BEGIN Material provided

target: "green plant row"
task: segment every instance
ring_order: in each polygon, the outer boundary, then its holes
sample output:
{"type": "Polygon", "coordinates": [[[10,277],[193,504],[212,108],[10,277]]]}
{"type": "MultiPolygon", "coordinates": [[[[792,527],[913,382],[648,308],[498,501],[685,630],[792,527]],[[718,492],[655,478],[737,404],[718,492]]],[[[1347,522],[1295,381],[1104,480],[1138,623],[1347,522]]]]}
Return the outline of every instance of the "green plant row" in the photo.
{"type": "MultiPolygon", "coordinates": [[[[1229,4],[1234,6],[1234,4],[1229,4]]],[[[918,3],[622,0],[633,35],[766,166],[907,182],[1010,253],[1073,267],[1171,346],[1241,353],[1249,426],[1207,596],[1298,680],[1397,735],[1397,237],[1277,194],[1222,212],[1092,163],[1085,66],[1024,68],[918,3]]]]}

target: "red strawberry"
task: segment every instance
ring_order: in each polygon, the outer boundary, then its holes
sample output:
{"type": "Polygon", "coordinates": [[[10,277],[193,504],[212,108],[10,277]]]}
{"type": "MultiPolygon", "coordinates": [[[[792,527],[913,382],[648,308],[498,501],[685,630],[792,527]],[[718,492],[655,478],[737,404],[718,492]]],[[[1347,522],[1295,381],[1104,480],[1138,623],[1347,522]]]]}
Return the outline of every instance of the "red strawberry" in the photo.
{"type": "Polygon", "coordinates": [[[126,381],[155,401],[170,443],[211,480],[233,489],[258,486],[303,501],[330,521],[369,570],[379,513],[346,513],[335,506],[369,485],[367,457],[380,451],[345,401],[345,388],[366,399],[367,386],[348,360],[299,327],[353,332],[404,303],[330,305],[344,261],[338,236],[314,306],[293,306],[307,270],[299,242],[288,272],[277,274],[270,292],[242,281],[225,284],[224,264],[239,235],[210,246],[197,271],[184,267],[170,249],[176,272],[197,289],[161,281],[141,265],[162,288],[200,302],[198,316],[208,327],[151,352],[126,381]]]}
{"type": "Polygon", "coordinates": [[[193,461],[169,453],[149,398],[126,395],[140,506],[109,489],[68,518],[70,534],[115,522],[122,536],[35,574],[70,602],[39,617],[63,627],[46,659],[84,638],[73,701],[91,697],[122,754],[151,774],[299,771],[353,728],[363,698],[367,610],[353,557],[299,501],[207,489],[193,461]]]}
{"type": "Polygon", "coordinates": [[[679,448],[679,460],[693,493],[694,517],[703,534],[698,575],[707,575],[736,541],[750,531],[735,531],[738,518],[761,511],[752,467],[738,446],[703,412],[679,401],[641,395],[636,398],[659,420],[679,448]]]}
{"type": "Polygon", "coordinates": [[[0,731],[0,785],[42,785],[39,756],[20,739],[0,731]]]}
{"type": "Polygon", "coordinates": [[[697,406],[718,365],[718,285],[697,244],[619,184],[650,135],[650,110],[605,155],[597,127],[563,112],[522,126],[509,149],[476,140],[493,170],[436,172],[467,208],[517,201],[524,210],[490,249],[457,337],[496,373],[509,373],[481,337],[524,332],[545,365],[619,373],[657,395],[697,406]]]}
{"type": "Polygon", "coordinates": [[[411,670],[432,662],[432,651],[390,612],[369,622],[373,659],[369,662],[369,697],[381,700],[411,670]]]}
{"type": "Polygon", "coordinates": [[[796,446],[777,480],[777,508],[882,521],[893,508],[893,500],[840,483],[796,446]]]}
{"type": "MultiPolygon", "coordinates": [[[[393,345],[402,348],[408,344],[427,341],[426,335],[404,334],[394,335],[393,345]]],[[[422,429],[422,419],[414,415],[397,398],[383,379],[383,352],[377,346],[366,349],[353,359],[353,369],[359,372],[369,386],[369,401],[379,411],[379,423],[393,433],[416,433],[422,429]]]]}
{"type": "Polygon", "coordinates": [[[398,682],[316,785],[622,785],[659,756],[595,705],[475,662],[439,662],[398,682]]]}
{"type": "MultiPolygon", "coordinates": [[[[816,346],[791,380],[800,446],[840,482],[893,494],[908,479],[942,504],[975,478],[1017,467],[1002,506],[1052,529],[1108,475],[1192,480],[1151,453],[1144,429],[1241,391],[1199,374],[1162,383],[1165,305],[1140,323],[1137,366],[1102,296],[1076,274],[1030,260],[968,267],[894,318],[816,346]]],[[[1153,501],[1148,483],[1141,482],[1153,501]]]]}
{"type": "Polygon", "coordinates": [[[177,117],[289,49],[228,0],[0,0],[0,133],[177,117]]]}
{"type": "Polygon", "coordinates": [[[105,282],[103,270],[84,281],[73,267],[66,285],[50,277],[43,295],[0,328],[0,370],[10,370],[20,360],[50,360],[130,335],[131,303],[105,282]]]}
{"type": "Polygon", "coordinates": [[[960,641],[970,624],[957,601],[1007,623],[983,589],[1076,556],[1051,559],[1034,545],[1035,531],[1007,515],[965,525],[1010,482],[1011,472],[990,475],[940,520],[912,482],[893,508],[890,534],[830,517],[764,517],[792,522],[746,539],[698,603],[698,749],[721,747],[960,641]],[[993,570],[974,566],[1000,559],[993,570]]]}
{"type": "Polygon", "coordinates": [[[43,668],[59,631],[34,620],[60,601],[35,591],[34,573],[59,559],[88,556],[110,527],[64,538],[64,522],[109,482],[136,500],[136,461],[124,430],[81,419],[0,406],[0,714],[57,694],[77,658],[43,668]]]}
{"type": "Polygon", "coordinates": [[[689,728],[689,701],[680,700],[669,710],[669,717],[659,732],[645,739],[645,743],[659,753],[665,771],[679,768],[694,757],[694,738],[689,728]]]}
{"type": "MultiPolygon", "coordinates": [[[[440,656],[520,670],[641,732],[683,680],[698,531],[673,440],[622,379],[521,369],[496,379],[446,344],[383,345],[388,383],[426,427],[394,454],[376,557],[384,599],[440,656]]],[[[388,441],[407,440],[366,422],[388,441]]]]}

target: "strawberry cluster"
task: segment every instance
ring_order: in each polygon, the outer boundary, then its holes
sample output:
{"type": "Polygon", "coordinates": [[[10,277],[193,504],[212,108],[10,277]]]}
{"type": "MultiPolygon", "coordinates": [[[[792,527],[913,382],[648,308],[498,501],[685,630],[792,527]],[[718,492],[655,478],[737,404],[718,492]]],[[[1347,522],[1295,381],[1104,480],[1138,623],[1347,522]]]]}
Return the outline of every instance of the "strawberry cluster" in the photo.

END Material provided

● What is needed: State how many lines in the records above contain the word "outline", and give only the number.

● Task solution: 3